While I’m patiently waiting on last week’s released Thunderbolts 119, I’m going back and reading the last couple arcs as a refreshener. The characters in this book, no matter how unlikeable or unrealistic previously, seem so fresh and real. Not ever have I seen a take so interesting on Norman Osborn/Green Goblin. Osborn has been given the keys to the team by the US Government; anyone who reads The New Thunderbolts knows that the Goblin will eventually rip out of him after being repressed for so long. What this book does, is it examines this as if it were REAL (as I’ve said). The idea that this government employee… boss… has some very deep and serious mental and psychological problems. He’s a bipolar with sporadic, random or nonrandom, inclinations towards split-personality-disorder. He has very deep power and control issues which often times directly contradict the very nature of his mind. The Doctors at Thunderbolts mountain watch this all closely, as they’ve been told by the higher ups. If Osborn gets out of hand, they simply up (or change) his medications. Here we get the classic “trapped in the institution” convention, but with a twist. Norman Osborn is trapped in the institution he’s also running. He’s the director of that which inhibits and controls him; which also is quite the indictment of governmental organizations as well.
Deodato’s symbiot is one of the best I’ve ever seen, including anything from Spiderman. Mac Garen, who once terrorized Spiderman and New York as “Scorpion”, got his hands on the black entity; he’s now the second Venom. Ellis portrays this as a struggle between an evil man, and a more evil force. Even a ruthless murderer like Garen fears his alter ego Venom to the point where he will do things he normally wouldn’t; these things must be pretty darn fucked up, since Garen has killed before. Well, now Venom’s beginning to take over. And he’s on the loose eating (yeah EATING) random Thunderbolt employees.
One of the biggest and coolest themes of the overall idea of the new Thunderbolts is the complete lack of trust with the government (a reflection of society). After all, this is the government creating a team of US sanctioned villains to round up, kill, or cripple heroes. Hero’s who disagree with what the government has done, and simply want to continue helping society. Power and authority are huge as well. The government made LEGISLATION; and they’re going to enforce those laws no matter what the cost. Simply because they’re the authority, and they make the rules. In the front of this book we get a glimpse of anti-Thunderbolt posters in urban environments across the United States. Such as:
“Justice, like lightning, ever should appear to few men’s ruin, but to all men’s fear. FIGHT THE THUNDERBOLTS”
“Behold, I teach you the Superman: He is this lightning, he is this madness. THUNDERBOLTS ARE ILLEGAL GOVT OPERATION”
“And he said unto them, I beheld Satan as lightning fall from heaven. THUNDERBOLTS ARE SECRET POLICE”

Listed records:
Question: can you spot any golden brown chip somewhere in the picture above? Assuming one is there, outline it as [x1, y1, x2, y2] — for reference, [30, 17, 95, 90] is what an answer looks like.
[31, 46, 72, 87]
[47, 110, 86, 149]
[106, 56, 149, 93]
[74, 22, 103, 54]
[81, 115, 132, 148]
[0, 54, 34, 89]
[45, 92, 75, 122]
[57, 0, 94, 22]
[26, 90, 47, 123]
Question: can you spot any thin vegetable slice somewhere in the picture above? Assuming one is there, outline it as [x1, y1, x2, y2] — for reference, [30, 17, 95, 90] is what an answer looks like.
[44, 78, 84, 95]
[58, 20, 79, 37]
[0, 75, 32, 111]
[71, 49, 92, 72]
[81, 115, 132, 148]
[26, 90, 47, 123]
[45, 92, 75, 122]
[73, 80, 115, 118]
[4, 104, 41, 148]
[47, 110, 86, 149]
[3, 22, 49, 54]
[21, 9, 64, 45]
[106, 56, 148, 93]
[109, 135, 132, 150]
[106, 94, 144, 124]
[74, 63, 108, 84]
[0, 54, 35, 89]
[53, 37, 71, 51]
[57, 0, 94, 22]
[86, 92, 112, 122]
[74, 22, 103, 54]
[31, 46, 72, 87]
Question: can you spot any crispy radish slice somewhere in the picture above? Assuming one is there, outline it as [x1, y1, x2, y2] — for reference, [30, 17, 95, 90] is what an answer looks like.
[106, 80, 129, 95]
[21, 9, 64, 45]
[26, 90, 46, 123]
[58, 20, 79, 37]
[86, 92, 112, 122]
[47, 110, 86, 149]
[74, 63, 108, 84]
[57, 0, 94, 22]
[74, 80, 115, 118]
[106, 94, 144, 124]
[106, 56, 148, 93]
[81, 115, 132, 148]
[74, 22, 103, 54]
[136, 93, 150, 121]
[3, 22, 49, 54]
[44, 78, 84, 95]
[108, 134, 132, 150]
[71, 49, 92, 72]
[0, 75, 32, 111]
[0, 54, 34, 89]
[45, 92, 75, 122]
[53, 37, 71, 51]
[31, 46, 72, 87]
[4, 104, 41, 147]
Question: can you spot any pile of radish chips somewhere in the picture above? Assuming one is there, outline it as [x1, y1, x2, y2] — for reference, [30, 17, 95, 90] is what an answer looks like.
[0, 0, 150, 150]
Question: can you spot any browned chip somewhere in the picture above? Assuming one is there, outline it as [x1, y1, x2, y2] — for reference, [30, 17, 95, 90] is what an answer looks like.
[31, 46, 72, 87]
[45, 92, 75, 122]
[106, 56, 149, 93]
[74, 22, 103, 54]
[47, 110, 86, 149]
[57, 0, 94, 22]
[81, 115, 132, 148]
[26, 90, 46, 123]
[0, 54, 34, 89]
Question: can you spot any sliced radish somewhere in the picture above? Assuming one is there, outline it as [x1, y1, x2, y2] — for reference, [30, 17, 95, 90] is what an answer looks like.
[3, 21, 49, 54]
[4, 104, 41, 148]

* * *

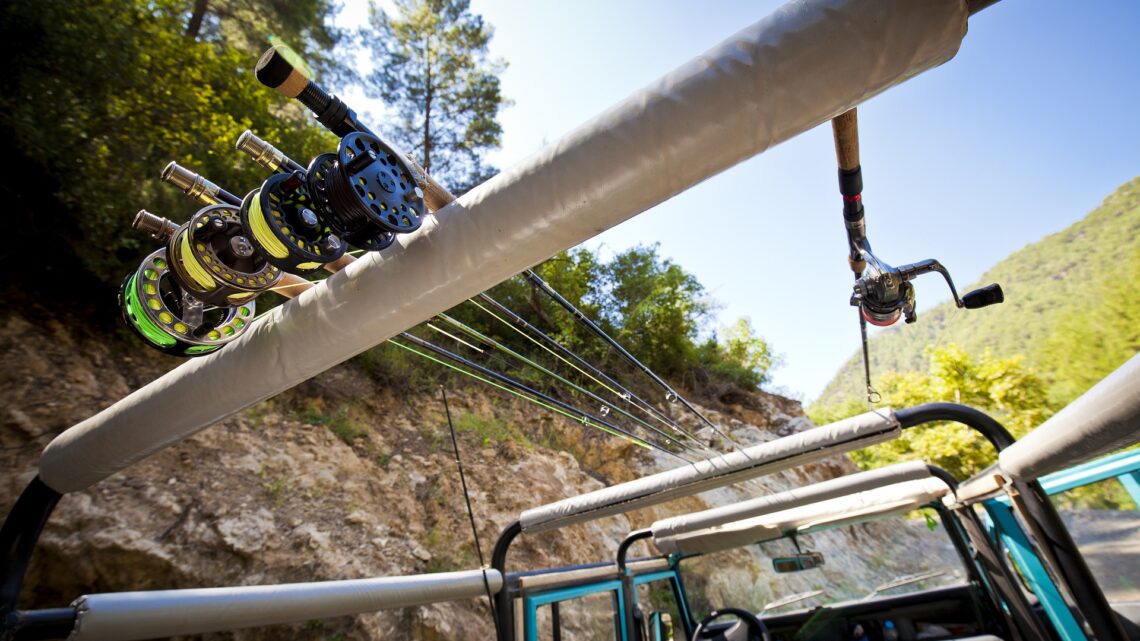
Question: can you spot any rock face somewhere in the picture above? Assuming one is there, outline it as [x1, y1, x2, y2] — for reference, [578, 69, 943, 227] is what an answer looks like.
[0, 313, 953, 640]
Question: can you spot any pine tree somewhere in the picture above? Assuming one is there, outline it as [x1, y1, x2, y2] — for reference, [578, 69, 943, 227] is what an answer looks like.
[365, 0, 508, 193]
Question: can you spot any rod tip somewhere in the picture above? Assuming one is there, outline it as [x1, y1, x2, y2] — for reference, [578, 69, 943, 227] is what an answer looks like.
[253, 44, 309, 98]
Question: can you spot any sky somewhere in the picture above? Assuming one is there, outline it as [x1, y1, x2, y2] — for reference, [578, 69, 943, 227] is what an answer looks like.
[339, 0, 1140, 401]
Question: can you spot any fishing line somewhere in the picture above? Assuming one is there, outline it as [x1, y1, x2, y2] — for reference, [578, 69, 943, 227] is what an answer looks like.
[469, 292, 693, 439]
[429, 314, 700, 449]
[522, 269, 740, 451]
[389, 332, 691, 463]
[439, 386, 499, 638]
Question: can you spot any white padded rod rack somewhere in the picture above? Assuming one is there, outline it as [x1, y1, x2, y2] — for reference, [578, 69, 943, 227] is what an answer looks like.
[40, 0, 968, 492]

Task brief:
Retype the passage of the Thunderbolts review above from "Deodato’s symbiot is" to "random Thunderbolt employees.", keeping every word and punctuation mark unchanged.

Output:
Deodato’s symbiot is one of the best I’ve ever seen, including anything from Spiderman. Mac Garen, who once terrorized Spiderman and New York as “Scorpion”, got his hands on the black entity; he’s now the second Venom. Ellis portrays this as a struggle between an evil man, and a more evil force. Even a ruthless murderer like Garen fears his alter ego Venom to the point where he will do things he normally wouldn’t; these things must be pretty darn fucked up, since Garen has killed before. Well, now Venom’s beginning to take over. And he’s on the loose eating (yeah EATING) random Thunderbolt employees.